Content starts
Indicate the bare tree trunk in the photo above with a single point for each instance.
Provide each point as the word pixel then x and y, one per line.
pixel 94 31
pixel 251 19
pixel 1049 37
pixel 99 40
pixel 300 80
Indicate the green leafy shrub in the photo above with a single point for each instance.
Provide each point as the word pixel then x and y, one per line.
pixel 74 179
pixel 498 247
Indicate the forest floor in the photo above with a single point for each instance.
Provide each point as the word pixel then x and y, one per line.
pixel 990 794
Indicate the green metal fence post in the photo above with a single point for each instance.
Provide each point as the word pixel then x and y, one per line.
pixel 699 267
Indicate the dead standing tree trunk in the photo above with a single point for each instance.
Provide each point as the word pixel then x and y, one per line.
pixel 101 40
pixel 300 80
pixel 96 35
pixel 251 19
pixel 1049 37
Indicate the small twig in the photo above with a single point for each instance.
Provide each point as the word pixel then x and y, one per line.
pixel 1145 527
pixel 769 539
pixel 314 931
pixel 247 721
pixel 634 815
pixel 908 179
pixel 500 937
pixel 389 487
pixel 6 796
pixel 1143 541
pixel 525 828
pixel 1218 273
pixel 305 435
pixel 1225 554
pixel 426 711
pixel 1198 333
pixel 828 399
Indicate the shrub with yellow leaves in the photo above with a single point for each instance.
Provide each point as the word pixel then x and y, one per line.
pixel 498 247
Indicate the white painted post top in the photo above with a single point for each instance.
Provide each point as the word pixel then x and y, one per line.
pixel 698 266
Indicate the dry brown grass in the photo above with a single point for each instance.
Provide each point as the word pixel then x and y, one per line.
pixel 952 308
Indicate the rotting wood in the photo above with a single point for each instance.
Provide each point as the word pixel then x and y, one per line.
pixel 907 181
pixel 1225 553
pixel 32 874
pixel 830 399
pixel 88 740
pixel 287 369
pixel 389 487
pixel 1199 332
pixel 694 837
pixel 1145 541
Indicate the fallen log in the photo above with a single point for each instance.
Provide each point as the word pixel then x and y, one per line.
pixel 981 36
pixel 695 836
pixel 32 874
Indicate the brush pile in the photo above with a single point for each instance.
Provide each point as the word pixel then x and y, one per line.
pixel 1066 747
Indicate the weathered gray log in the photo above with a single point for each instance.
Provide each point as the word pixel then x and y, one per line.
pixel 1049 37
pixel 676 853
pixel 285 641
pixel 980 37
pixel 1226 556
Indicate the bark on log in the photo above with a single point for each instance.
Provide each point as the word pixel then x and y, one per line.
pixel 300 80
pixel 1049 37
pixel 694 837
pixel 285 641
Content ends
:: Work instruction ::
Extract each line holding the word "trunk" from the records.

:: Reply to the task ::
Indicate the bare tree trunk in the photo above with a single point for each instance.
Indicate the dead standing tree trunk in the photo above with a single point for each instance.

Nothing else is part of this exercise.